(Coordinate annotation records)

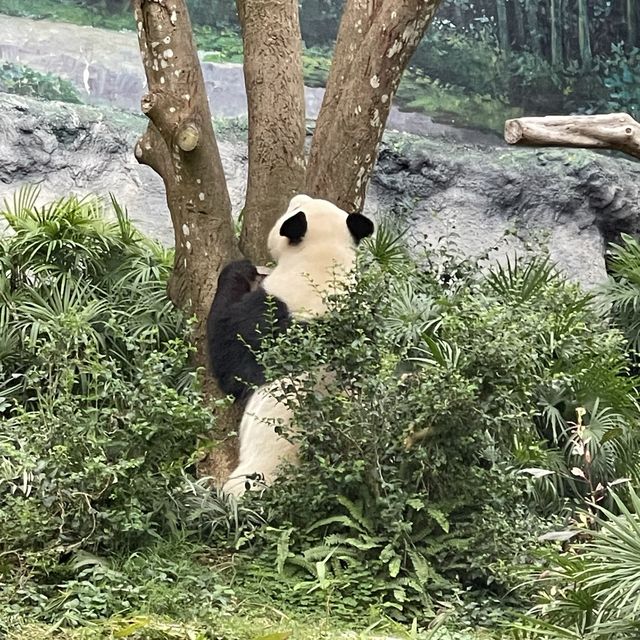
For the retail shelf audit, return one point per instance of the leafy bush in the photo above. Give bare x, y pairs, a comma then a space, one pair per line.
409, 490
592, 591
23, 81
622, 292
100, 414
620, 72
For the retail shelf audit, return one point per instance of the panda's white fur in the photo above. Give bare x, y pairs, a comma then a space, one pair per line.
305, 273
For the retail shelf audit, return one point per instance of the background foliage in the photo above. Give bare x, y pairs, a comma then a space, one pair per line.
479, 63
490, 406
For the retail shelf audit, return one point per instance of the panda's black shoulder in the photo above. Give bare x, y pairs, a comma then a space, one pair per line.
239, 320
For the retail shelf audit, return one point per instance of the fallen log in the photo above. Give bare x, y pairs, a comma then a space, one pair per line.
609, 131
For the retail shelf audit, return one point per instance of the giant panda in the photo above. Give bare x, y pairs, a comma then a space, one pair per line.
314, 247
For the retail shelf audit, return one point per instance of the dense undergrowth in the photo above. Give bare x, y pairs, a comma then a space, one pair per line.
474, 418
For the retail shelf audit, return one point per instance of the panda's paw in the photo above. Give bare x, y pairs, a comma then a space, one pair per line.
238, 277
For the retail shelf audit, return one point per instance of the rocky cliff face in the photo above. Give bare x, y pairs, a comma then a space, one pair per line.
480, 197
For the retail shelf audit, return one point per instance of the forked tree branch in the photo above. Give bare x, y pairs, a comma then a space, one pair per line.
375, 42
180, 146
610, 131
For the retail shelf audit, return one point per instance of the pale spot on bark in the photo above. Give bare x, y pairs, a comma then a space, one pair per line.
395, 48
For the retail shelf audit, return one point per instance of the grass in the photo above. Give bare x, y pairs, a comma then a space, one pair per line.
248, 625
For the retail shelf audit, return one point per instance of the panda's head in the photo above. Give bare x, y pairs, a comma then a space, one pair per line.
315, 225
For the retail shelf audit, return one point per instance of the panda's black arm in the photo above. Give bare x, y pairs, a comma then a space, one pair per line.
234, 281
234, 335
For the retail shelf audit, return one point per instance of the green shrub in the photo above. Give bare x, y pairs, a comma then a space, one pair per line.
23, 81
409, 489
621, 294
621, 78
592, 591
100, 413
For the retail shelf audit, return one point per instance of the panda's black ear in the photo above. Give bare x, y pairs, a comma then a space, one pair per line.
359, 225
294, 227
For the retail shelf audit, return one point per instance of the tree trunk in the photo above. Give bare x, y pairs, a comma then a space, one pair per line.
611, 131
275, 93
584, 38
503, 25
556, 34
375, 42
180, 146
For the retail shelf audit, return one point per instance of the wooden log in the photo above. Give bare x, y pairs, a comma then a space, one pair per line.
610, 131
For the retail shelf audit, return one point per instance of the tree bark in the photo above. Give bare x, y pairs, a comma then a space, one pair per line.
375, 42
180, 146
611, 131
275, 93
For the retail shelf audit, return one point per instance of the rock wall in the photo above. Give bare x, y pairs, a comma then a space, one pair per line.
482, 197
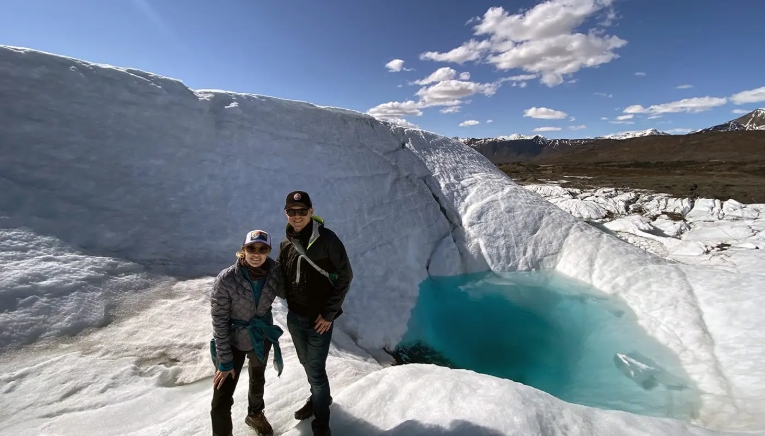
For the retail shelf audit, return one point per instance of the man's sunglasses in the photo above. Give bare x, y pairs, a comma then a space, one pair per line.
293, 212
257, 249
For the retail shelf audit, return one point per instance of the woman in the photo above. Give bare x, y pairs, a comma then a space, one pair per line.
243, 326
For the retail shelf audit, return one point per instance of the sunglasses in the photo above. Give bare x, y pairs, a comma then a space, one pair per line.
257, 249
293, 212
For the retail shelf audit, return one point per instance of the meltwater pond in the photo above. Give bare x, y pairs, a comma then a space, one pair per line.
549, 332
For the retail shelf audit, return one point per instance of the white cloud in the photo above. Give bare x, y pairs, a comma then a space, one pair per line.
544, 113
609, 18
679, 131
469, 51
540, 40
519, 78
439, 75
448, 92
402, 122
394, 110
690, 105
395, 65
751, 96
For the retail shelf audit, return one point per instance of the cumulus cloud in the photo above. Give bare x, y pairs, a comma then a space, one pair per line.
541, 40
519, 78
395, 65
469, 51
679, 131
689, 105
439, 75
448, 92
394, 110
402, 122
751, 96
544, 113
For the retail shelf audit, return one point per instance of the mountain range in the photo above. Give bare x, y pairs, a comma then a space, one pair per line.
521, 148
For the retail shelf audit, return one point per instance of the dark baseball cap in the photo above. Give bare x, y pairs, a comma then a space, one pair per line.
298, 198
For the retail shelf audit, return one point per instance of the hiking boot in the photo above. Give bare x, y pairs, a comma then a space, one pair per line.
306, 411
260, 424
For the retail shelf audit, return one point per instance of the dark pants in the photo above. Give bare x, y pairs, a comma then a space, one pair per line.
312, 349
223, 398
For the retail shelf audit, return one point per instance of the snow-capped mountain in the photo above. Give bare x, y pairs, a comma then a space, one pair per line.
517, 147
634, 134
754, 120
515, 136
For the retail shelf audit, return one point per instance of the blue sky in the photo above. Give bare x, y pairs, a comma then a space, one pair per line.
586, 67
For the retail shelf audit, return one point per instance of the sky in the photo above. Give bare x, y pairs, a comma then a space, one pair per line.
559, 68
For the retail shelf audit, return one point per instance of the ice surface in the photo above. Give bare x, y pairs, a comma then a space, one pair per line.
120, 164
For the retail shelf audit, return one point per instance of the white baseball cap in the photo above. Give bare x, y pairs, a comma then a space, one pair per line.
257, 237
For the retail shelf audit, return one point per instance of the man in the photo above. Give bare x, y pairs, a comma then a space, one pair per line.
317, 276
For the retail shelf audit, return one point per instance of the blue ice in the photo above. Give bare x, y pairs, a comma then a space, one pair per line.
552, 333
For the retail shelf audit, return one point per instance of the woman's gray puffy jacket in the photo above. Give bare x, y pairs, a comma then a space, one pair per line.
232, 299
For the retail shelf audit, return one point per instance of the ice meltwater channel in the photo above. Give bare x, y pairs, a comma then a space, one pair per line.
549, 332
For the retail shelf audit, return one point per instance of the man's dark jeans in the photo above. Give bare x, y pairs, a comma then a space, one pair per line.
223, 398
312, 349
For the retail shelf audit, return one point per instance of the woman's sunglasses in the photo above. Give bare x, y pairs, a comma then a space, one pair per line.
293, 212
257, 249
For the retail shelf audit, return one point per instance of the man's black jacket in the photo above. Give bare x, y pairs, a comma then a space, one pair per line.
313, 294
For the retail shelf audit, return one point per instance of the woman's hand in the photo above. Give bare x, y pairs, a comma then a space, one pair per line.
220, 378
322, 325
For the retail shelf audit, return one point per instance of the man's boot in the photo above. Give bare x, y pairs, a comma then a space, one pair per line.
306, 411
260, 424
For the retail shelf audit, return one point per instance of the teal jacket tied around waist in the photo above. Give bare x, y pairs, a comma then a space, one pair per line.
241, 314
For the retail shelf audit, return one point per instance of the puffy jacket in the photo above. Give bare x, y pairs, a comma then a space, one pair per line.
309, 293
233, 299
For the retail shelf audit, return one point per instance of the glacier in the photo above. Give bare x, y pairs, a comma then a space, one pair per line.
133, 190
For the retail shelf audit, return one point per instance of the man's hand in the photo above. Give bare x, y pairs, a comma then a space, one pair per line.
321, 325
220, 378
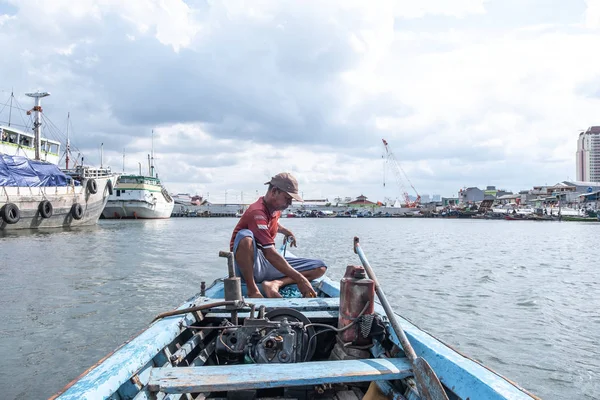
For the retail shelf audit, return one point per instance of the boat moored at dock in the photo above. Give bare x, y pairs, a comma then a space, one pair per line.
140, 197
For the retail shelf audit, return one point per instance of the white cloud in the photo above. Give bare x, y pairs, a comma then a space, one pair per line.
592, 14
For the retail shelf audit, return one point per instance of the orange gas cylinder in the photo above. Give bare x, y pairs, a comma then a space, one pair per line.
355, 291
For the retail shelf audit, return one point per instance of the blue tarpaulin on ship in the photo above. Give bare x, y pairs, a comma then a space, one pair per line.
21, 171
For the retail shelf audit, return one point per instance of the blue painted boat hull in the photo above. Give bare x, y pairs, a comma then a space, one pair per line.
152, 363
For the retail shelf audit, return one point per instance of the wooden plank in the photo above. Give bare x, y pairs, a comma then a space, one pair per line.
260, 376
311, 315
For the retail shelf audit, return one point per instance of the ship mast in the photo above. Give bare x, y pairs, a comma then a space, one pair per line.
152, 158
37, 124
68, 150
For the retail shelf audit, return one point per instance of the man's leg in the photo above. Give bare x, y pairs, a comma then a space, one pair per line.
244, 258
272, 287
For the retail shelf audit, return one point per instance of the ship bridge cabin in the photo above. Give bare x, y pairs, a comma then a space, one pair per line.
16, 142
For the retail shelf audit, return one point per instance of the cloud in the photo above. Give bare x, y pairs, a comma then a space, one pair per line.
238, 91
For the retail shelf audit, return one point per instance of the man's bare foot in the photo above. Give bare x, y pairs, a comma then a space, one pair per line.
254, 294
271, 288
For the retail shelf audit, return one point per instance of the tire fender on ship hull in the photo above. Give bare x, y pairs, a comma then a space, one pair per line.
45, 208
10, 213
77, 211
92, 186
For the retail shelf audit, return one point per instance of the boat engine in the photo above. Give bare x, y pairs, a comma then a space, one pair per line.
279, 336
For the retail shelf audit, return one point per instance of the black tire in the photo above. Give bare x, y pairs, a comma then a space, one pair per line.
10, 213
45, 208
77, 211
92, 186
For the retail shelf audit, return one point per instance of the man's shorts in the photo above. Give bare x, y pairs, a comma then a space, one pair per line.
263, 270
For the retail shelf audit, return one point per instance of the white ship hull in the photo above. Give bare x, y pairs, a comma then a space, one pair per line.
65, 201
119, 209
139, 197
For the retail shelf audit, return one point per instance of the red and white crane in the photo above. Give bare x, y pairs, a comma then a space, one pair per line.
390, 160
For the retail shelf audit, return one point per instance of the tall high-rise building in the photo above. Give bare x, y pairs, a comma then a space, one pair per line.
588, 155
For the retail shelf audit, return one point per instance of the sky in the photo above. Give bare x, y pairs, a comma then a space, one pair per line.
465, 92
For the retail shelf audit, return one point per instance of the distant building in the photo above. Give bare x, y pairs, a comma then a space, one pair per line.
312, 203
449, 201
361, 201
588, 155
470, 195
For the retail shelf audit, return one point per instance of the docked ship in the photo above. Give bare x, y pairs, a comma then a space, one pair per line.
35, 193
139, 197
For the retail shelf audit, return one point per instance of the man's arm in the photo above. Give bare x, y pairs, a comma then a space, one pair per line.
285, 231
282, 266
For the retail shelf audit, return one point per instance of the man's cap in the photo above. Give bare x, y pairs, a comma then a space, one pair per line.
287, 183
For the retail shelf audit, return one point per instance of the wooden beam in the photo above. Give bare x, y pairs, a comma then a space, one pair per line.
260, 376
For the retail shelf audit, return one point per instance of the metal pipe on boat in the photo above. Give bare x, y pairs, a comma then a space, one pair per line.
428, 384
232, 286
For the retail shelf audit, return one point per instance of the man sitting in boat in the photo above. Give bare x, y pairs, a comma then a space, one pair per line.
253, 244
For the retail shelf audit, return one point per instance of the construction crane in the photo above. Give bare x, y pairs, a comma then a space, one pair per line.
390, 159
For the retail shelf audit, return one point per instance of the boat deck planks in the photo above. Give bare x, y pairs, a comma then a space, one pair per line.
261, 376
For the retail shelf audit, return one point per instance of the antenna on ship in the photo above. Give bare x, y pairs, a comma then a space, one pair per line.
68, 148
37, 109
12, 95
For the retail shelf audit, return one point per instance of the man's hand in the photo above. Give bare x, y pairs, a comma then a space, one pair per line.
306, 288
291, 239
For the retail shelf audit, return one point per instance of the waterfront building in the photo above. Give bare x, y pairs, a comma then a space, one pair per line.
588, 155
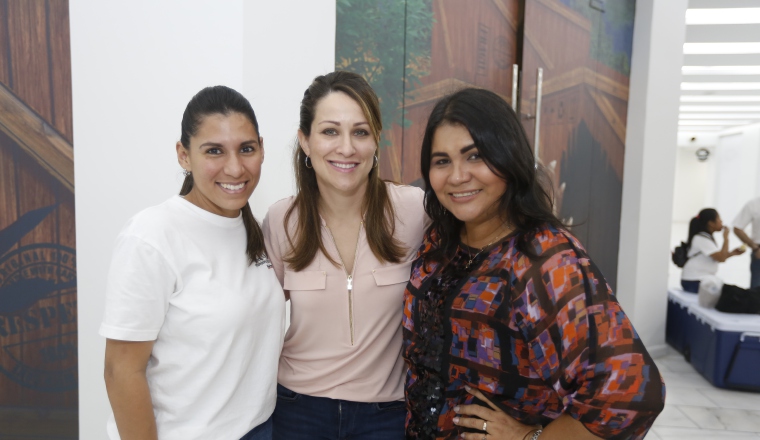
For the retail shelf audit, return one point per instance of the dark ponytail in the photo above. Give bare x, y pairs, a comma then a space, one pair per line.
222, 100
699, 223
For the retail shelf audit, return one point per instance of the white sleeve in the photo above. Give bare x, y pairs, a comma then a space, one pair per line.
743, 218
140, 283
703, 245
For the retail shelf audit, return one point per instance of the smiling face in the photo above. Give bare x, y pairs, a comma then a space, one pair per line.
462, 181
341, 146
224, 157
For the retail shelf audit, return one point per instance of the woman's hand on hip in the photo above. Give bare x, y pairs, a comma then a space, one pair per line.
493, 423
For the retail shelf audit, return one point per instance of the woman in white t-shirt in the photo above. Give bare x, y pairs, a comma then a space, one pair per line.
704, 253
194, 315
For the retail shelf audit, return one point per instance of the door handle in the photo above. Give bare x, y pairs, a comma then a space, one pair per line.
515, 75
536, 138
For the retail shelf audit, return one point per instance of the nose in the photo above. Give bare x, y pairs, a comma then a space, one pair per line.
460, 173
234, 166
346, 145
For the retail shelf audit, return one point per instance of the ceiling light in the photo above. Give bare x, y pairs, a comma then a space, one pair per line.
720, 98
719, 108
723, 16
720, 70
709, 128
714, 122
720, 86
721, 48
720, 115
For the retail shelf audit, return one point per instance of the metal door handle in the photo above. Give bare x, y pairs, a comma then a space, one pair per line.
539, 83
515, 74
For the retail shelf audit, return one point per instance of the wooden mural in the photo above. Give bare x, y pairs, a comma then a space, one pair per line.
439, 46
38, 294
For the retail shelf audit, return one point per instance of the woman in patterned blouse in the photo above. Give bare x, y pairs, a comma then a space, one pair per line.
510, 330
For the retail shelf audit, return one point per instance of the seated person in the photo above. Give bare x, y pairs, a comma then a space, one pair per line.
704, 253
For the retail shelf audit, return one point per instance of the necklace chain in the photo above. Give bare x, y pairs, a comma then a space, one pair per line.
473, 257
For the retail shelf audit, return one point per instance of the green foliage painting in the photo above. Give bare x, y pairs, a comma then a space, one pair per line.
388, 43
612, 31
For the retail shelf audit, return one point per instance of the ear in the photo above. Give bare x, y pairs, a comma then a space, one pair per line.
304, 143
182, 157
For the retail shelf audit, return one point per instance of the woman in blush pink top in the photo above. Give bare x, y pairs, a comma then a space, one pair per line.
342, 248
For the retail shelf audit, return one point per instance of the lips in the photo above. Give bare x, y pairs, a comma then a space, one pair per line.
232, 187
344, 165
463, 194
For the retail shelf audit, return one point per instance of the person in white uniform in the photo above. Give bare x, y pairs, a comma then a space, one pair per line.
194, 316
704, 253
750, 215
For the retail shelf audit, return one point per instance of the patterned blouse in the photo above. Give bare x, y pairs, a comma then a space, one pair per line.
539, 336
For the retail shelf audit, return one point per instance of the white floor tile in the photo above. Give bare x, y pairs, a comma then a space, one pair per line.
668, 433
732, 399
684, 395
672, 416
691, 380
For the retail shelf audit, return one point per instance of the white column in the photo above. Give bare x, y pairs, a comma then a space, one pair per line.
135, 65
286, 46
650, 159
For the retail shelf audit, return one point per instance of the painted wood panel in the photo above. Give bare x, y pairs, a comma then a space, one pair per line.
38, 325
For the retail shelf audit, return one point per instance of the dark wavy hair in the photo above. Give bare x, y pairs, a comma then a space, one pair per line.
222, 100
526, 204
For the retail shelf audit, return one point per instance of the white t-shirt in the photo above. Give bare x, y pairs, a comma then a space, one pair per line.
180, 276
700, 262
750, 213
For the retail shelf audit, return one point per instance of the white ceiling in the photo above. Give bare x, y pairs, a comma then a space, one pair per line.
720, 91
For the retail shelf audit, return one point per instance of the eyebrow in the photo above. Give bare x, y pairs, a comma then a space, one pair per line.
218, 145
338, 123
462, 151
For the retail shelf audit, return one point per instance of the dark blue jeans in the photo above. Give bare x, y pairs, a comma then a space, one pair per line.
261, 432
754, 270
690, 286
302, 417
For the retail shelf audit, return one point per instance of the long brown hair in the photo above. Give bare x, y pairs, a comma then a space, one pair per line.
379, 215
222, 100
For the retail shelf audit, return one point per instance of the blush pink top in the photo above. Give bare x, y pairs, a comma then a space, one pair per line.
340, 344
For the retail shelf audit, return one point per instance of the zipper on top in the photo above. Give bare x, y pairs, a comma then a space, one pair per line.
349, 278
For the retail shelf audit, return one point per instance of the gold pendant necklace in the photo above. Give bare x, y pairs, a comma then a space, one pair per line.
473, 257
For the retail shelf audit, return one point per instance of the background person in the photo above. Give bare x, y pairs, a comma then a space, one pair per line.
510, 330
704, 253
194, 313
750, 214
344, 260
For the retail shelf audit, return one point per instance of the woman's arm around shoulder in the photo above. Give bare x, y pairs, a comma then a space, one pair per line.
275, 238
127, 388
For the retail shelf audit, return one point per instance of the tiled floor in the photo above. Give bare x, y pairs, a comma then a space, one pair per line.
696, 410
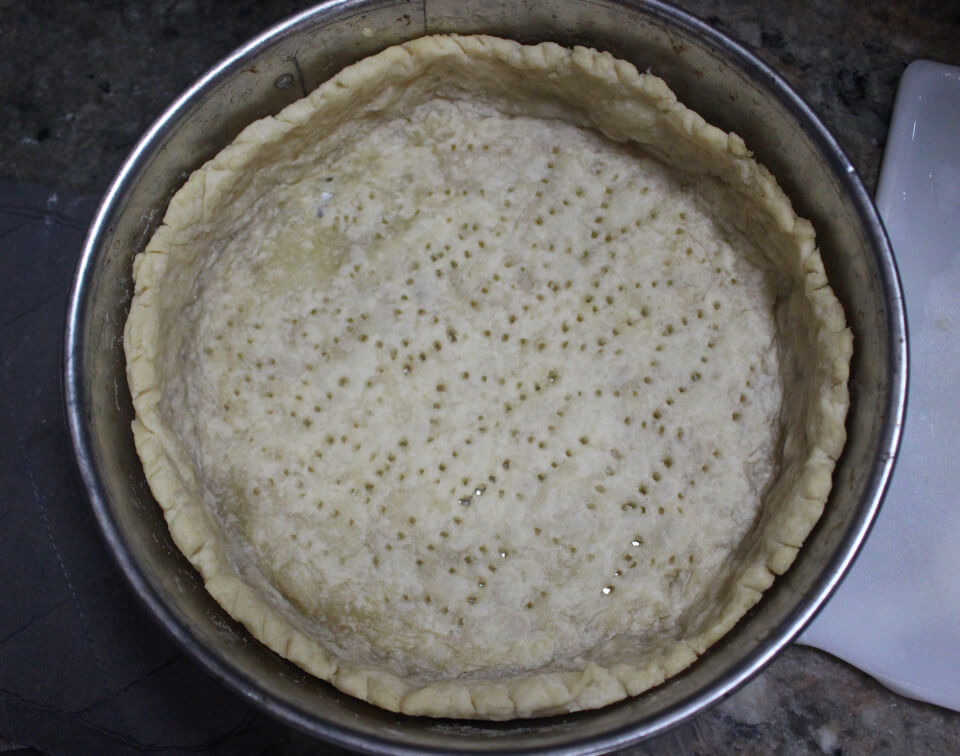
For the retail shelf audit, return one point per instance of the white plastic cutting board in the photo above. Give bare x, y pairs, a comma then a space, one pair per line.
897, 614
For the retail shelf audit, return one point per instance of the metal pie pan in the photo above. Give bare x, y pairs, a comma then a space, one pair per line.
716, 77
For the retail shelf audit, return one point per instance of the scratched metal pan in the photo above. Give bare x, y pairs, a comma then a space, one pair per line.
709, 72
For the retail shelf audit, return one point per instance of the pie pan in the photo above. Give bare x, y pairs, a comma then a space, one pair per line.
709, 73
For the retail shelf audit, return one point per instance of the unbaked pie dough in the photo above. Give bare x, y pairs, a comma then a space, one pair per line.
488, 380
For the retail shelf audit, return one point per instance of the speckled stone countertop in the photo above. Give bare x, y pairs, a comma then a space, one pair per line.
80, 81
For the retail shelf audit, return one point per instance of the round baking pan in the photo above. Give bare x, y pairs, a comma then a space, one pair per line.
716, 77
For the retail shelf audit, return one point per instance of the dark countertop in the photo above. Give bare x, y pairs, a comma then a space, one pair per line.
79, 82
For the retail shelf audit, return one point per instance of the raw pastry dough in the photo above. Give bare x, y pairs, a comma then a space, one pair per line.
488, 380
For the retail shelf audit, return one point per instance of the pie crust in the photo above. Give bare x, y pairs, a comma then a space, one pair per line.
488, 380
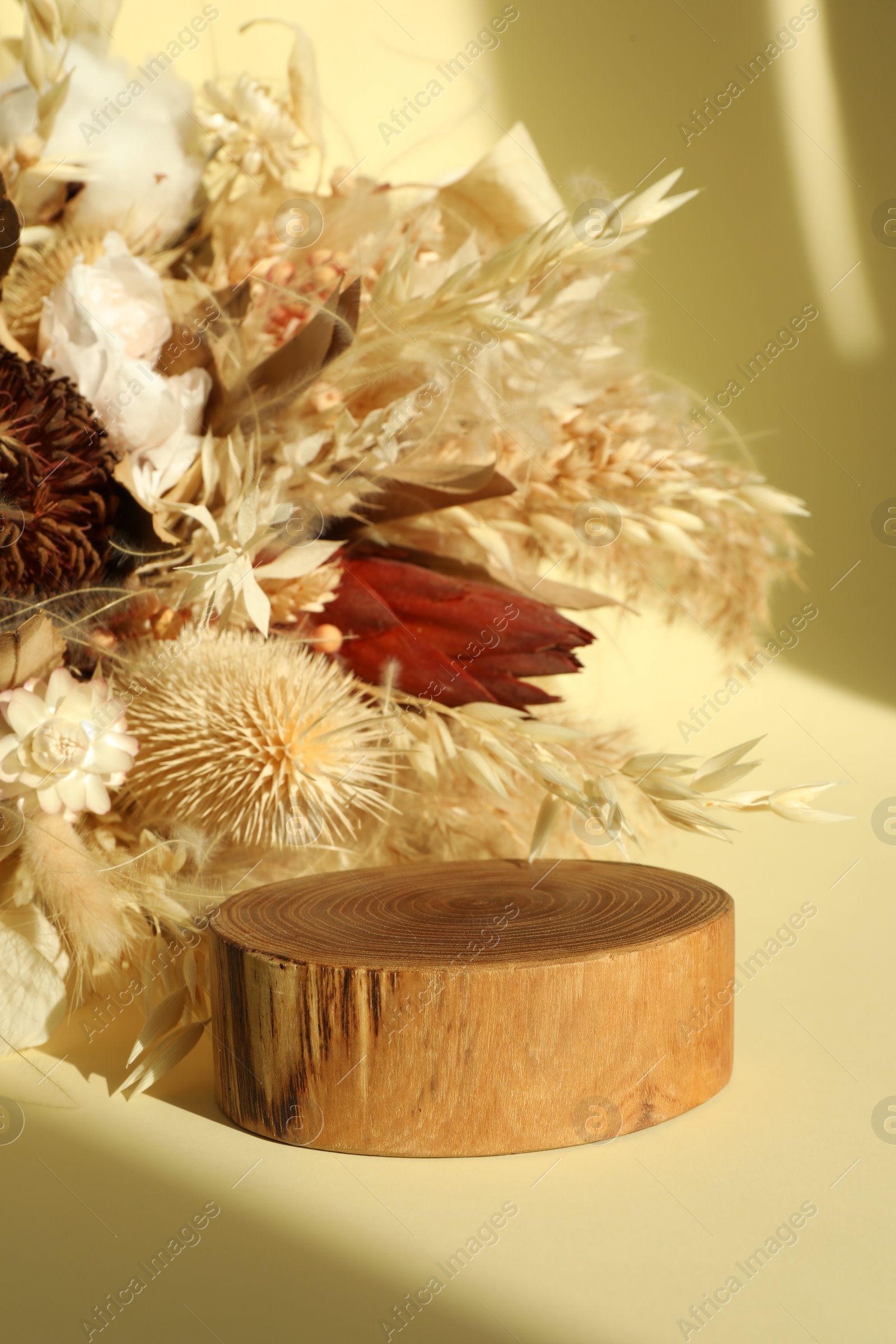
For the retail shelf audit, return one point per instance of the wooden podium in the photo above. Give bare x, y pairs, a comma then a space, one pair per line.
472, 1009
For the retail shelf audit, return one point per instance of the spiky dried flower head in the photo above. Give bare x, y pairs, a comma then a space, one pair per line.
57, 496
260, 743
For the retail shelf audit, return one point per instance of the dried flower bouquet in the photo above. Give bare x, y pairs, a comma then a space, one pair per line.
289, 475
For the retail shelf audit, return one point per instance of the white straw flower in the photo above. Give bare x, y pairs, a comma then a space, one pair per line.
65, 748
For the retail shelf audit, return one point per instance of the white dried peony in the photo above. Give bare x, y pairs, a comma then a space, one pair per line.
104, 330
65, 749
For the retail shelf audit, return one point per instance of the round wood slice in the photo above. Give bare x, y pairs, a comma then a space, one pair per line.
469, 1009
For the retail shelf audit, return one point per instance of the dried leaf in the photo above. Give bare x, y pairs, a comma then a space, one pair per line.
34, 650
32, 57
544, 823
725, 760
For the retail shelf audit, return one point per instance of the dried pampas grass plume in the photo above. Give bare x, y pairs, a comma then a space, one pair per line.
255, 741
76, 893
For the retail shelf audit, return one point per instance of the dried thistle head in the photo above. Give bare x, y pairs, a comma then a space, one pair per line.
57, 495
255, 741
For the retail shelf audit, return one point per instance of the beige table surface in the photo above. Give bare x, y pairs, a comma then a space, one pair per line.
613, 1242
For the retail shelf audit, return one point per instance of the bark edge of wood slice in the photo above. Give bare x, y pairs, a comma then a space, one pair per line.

TASK TO COMPLETE: Word for word, quote the lines from the line containing "the dried leaf" through the end of the material, both included, and nothing else.

RESPONSE TO THIS TASK:
For the retail shelf audit, return one point per instance of the dried leaf in the photo above. Give bare x, y pairs, a comma then a space, one pair per line.
34, 650
32, 57
544, 823
725, 760
For the retail shelf audit, return one point per instance of the dried pampas grass plume in the photo above. Give bare x, y pairs, a comma then a space, one pair per line.
255, 741
76, 893
For the retail shelf audit, return one point per instance of the dried thistle head in the photo above. Give bare x, y pairs, a comma then a space, one pair per line.
57, 495
255, 741
For the retail shelf audit, return one point per instance of the beige table surface in the photo above. Give bare x, y pairs, a comma then a space, one pair per line.
613, 1242
For the retail shelf audit, return one point per instance of the bark edge of wood slice in the photo above. Give bare x, y pairs, a comma then a space, one pair per line.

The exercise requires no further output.